(Dataset entries)
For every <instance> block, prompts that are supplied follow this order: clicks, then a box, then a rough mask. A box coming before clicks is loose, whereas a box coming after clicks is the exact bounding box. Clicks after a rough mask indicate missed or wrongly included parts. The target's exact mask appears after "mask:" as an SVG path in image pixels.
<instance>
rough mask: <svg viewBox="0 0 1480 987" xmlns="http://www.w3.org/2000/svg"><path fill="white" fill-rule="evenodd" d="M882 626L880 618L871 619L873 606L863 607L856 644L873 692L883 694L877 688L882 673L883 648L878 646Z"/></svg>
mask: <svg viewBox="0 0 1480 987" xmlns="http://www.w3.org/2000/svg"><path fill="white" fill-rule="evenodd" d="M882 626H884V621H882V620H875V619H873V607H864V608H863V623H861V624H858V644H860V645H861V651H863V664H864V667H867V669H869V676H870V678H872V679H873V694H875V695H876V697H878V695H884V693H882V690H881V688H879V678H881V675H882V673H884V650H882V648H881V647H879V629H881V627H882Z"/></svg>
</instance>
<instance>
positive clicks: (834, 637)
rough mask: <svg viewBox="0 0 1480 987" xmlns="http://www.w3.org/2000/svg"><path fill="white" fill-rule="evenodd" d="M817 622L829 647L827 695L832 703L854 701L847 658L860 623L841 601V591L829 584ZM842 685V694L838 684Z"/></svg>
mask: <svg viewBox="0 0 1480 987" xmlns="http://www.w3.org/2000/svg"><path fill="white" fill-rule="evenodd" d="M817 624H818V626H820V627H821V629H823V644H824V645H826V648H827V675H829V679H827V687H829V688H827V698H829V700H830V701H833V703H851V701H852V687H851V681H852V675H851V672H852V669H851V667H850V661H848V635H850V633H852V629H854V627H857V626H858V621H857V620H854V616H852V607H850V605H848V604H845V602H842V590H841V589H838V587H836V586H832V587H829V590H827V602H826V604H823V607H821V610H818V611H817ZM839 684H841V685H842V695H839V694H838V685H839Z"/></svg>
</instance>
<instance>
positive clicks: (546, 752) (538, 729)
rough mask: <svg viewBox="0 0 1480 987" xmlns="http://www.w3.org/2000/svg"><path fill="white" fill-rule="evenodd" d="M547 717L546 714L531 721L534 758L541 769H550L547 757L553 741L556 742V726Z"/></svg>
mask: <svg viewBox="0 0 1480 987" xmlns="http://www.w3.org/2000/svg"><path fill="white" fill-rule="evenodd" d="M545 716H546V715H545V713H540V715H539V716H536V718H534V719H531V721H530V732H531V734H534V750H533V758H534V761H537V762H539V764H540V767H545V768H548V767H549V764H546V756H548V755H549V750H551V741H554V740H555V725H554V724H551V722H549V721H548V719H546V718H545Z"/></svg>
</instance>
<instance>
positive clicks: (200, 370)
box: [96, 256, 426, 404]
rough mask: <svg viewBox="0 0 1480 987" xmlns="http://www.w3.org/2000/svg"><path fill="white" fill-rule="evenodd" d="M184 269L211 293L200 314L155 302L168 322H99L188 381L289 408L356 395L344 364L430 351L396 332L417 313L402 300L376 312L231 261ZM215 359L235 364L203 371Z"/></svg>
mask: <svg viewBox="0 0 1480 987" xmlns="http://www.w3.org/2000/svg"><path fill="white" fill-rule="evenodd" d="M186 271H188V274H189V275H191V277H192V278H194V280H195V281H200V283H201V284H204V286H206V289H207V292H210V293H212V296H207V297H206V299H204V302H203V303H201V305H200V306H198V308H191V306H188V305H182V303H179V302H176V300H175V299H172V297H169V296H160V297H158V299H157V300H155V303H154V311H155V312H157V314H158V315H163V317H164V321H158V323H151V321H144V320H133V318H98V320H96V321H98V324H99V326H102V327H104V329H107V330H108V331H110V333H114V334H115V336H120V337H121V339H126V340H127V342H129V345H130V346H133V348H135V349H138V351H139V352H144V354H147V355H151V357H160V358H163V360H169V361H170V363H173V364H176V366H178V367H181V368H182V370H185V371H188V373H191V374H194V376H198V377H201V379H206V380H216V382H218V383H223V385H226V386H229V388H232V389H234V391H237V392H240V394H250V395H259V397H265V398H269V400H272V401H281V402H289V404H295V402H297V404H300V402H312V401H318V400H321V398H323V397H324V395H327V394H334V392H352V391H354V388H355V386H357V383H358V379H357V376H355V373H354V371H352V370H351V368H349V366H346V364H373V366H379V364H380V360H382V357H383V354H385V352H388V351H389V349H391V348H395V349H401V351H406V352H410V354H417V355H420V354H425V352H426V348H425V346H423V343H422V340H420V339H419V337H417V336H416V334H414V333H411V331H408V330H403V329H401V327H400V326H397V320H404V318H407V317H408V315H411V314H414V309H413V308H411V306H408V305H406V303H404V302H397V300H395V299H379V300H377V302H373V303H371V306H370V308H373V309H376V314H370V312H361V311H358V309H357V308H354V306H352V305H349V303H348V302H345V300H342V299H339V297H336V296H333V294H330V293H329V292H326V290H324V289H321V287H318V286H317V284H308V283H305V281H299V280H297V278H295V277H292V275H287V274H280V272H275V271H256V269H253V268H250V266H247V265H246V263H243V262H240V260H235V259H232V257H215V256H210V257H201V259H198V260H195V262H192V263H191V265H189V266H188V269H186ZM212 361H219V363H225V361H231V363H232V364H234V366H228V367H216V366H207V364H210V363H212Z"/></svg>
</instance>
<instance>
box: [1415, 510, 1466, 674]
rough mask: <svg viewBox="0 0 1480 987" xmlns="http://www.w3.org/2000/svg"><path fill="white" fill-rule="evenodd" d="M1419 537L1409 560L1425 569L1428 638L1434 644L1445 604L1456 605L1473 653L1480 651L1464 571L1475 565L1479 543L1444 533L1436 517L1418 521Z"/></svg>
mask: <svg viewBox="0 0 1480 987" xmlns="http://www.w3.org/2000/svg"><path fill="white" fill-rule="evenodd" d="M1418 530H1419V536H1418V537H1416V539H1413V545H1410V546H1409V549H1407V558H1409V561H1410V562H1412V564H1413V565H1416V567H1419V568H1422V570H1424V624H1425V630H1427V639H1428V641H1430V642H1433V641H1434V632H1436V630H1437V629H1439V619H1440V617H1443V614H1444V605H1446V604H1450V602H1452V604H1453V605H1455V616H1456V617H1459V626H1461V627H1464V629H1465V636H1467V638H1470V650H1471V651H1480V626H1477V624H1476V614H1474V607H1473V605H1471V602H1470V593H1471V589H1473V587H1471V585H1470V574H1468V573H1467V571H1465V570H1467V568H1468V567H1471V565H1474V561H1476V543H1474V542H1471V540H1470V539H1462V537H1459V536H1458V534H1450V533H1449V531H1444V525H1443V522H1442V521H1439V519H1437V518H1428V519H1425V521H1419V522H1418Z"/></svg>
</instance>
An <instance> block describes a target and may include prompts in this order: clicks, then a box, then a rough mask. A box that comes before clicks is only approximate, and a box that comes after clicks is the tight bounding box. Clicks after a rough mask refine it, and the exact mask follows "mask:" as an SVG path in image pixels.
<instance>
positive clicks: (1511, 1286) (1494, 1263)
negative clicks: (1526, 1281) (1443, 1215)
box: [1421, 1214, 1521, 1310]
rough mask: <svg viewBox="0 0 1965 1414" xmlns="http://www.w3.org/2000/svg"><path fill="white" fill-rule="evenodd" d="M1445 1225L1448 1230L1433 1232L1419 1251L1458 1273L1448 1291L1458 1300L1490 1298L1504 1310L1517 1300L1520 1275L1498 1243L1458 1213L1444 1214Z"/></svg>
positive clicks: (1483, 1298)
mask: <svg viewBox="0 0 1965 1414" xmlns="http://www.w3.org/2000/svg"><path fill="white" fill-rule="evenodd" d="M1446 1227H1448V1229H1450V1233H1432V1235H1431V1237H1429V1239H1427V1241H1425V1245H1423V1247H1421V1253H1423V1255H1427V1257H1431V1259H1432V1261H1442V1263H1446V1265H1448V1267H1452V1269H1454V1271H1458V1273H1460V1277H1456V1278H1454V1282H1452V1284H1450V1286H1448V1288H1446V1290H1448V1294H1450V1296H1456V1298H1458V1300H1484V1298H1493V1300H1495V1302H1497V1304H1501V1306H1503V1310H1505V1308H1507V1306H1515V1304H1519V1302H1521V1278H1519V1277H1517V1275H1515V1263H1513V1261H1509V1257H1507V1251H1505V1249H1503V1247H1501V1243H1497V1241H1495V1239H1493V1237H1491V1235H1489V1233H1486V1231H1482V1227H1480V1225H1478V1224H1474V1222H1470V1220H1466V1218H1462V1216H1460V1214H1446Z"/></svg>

▶ **ASSIGNED TASK**
What belongs in the answer is each line of the data that has the word "before".

▶ **REPLY TO THE TASK**
For every <instance> block, prompts that are supplied follow this order: clicks, then a box, then a rough mask. A box coming before clicks is loose, whereas a box coming after clicks is the exact bounding box. Clicks after a rough mask indicate missed or wrongly included parts. The target's exact mask appears after "mask:" as an SVG path in image pixels.
An <instance> block describes a target and may include prompts in this order: clicks, then a box, then a rough mask. A box that comes before clicks is only approximate, and a box that comes after clicks is the tight bounding box. Clicks after a rough mask refine it, and the exact mask follows "mask:" as an SVG path in image pixels.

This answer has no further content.